**DOCUMENT SECTION**
☆ ☆ ☆ ☆ ☆ ☆ ☆

Friday - July 9, 2010

Jonathan Dorfan to Lead New Graduate University in Japan

(Photo - Jonathan Dorfan)
(Photo by Diana Rogers.)

Jonathan Dorfan has been named president-elect of the Okinawa Institute of Science and Technology Graduate University. Dorfan is a SLAC professor of physics and former director of the Department of Energy's Stanford Linear Accelerator Center, now renamed SLAC National Accelerator Laboratory. When OIST, a new institute in Okinawa, Japan, receives accreditation—expected in late 2011—and formally becomes a university, he will become the university's first president and CEO of the OIST School Corporation.

"Jonathan Dorfan is an excellent choice to lead the new Okinawa Institute of Science and Technology Graduate University," said John Hennessy, president of Stanford University, which operates SLAC. "As a physicist and as SLAC's third director, he demonstrated leadership and vision, attracting great scientists and inspiring them to work collaboratively to advance our knowledge in this new century. Beyond Stanford's borders, he has been an outstanding statesman for science."

☆ ☆ ☆ ☆ ☆ ☆ ☆

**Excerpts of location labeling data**
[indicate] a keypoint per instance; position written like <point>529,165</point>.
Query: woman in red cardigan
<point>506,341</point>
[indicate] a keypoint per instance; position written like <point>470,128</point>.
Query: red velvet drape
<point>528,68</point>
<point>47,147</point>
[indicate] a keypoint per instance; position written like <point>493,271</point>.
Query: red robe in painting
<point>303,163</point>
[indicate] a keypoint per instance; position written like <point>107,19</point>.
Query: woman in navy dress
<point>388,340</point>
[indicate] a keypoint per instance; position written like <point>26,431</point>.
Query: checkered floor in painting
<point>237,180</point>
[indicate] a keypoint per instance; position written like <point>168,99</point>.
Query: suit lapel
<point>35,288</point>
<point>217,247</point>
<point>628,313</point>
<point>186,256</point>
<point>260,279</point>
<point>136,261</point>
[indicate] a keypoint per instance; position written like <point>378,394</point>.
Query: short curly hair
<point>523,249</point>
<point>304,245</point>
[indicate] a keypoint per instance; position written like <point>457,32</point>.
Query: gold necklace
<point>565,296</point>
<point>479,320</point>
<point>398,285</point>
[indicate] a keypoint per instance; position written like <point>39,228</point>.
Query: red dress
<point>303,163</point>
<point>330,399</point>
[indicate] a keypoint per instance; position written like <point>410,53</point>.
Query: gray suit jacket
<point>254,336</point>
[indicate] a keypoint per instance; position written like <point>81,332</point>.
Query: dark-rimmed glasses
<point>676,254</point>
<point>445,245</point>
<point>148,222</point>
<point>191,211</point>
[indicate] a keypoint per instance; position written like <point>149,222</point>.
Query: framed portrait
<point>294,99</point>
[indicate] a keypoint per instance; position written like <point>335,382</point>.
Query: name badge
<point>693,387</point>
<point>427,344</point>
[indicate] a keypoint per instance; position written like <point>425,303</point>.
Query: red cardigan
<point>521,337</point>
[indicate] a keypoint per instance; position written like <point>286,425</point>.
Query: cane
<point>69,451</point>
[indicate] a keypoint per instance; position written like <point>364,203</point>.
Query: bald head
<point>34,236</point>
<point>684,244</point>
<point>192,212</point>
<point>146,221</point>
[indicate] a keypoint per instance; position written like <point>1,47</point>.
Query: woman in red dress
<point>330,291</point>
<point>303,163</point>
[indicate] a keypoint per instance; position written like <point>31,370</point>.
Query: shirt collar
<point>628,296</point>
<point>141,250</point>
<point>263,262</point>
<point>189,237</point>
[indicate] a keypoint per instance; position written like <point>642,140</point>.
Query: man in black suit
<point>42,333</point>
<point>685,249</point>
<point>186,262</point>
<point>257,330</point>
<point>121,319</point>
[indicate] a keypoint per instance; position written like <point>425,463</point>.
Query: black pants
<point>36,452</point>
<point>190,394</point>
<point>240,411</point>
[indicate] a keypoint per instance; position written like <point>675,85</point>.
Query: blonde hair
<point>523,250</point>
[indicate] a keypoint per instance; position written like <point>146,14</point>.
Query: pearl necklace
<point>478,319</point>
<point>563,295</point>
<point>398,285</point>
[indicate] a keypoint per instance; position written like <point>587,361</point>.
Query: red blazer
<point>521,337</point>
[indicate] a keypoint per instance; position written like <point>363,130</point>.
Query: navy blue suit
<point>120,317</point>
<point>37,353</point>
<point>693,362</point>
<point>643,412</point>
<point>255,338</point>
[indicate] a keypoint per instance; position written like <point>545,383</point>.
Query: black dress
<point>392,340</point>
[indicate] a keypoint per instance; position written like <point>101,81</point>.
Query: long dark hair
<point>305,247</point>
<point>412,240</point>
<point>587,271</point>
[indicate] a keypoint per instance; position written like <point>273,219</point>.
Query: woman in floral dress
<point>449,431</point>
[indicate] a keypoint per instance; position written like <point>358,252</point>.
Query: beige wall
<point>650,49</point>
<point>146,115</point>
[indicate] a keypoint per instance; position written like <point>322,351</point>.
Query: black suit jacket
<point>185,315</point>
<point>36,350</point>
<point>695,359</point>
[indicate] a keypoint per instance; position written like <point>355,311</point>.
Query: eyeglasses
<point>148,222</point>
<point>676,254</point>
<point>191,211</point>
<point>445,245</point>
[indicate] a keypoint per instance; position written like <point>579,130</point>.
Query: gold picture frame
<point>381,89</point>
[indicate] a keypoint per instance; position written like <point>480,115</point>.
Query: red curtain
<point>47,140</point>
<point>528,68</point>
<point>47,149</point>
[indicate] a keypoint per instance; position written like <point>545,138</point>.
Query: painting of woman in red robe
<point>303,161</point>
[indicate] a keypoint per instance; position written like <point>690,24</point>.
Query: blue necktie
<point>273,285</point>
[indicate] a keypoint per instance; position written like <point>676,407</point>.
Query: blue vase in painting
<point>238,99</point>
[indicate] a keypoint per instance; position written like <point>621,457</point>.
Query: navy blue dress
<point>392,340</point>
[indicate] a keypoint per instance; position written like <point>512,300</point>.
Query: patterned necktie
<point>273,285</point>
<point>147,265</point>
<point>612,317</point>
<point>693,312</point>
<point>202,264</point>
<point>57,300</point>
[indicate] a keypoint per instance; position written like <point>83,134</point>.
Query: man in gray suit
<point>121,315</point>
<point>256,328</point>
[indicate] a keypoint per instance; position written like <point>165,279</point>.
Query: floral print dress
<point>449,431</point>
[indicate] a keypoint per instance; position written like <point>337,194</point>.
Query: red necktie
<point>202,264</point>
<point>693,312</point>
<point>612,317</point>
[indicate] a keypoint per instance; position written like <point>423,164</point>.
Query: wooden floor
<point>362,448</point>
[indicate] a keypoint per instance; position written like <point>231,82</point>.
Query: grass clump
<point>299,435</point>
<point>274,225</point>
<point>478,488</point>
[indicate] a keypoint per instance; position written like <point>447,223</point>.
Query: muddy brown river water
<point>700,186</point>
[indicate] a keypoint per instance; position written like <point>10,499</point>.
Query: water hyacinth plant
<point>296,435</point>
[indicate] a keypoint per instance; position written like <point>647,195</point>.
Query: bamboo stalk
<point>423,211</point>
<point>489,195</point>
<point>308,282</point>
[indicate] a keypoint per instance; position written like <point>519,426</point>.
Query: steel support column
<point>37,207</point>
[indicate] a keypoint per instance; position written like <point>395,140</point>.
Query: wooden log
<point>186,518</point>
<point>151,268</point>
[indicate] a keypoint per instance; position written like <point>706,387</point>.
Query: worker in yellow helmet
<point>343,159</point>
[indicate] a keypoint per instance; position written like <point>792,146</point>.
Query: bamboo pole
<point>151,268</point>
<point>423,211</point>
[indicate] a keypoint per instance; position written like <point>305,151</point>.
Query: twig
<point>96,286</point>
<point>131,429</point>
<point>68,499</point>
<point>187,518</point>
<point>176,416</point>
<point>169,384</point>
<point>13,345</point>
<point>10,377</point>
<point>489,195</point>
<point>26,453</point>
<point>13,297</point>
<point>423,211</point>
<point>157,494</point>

☆ ☆ ☆ ☆ ☆ ☆ ☆

**WRITTEN INSTRUCTION A**
According to the announcement about Jonathan Dorfan, when is OIST expected to receive accreditation?
**WRITTEN INSTRUCTION B**
Extract the stretch of the announcement about Jonathan Dorfan from "(Photo - Jonathan" through "OIST School Corporation.".
The data above were taken from a separate source and are unrelated to the announcement.

**EXERCISE ANSWER A**
OIST is expected to receive accreditation in late 2011.

**EXERCISE ANSWER B**
(Photo - Jonathan Dorfan)
(Photo by Diana Rogers.)

Jonathan Dorfan has been named president-elect of the Okinawa Institute of Science and Technology Graduate University. Dorfan is a SLAC professor of physics and former director of the Department of Energy's Stanford Linear Accelerator Center, now renamed SLAC National Accelerator Laboratory. When OIST, a new institute in Okinawa, Japan, receives accreditation—expected in late 2011—and formally becomes a university, he will become the university's first president and CEO of the OIST School Corporation.